-- EXERCISE DETAILS --
Each record below must be written out exactly as given.

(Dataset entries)

= = = = = = =

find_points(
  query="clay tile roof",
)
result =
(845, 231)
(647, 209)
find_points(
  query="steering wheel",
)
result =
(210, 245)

= = = = = = =

-- EXERCISE SOLUTION --
find_points(
  query="clay tile roof",
)
result =
(845, 231)
(647, 209)
find_points(
  query="steering wheel",
)
result =
(210, 245)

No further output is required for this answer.